A talented teacher of English as a foreign language and a trainer of other EFL teachers, Nina Hajnal was a consummate linguist whose first language was in fact German.
An expert in pronunciation, she created a teaching game called Verbingo. She was fluent in German, Dutch and French, and competent in Spanish, Italian and Russian.
She taught in summer schools at home and abroad, and was an examiner and team leader for EFL exam boards. But she only came to an English-speaking country at 17.
Her Warsaw-born father, Leo Lande, and Riga-born mother, Beila, were brought up in Moscow but left after the 1917 Russian revolution. They met and married in Berlin but moved to Holland when Hitler gained power in 1933.
With the 1940 German invasion of Holland and 1941 ban on education for Jews, they fled with their daughter and son, Alexander, who survives her, until reaching Vichy-ruled France.
-------------------------
* **Problem 1**
Reproduce verbatim the part of the Nina Hajnal passage that starts at the words containing "An expert in" and ends after "power in 1933.".
* **Problem 2**
Extend the Nina Hajnal passage with the sentences that would follow its final one.
The items that come next are drawn from a separate source.
-------------------------
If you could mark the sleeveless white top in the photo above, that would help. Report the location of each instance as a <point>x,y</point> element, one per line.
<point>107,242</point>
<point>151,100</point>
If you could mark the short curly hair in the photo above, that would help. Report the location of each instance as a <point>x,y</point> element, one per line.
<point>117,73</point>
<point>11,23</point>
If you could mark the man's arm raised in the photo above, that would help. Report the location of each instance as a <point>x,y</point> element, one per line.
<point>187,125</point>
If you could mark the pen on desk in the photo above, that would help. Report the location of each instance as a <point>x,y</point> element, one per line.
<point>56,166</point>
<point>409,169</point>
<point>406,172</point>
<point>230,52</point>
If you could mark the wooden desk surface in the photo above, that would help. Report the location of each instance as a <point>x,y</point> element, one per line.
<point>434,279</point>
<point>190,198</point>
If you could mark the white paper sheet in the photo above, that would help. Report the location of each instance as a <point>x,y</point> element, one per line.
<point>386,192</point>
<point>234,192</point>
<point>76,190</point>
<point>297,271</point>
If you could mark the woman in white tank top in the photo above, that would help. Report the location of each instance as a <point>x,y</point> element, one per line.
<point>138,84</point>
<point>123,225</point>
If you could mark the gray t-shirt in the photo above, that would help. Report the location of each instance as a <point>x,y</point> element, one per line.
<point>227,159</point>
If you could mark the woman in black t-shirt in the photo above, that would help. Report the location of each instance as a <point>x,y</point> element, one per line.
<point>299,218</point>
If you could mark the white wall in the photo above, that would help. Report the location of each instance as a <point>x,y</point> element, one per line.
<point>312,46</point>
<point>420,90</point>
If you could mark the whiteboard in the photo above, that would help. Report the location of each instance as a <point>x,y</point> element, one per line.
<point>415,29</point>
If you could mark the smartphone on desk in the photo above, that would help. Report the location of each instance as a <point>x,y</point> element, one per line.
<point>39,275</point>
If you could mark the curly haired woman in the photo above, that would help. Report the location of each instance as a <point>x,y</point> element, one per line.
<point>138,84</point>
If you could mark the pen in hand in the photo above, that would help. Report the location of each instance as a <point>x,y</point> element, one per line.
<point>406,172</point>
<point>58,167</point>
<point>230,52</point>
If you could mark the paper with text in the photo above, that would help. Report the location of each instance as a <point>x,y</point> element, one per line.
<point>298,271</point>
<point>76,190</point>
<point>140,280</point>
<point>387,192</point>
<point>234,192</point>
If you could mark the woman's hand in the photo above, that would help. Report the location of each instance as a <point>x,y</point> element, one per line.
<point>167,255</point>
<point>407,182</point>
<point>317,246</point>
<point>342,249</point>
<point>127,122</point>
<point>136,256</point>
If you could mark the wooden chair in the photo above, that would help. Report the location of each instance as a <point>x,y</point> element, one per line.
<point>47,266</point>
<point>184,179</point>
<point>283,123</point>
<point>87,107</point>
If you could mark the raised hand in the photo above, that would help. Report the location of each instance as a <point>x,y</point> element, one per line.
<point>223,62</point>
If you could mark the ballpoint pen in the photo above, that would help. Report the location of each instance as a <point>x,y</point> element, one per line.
-------------------------
* **Answer space 1**
An expert in pronunciation, she created a teaching game called Verbingo. She was fluent in German, Dutch and French, and competent in Spanish, Italian and Russian.
She taught in summer schools at home and abroad, and was an examiner and team leader for EFL exam boards. But she only came to an English-speaking country at 17.
Her Warsaw-born father, Leo Lande, and Riga-born mother, Beila, were brought up in Moscow but left after the 1917 Russian revolution. They met and married in Berlin but moved to Holland when Hitler gained power in 1933.

* **Answer space 2**
Through the New York Jewish Labour Committee, the family were admitted to Cuba but were then interned for six months. Nina's father started a school for camp children. In 1942 he was appointed director of the ORT school in Havana, training refugees to make leather goods and work as electricians.
Allowed into the US in 1944, Nina - who had caught up on her schooling - came out top of her final year at a prestigious New York school and gained a degree in French at Radcliffe, the women's section of Harvard University, in 1949.
While training as a teacher at Columbia University, New York, she met a fellow German-born refugee, John Hajnal-Konyi, who was working for the United Nations. His Hungarian-born parents had also left Germany in the early days of the Nazi regime and settled in Britain. The couple married in 1950.
In 1953 they moved across the Atlantic. John became professor of statistics at the London School of Economics. Nina worked at Barnet College until a week before entering hospital, some three months before her death.
Passionate about causes and the natural focus of a large circle of friends, she was a keen photographer, a staunch campaigner on local issues, and generous in helping others.
She is survived by her husband, John; three daughters, Miriam, Paula and Sarah; son, Joseph; and three grandchildren.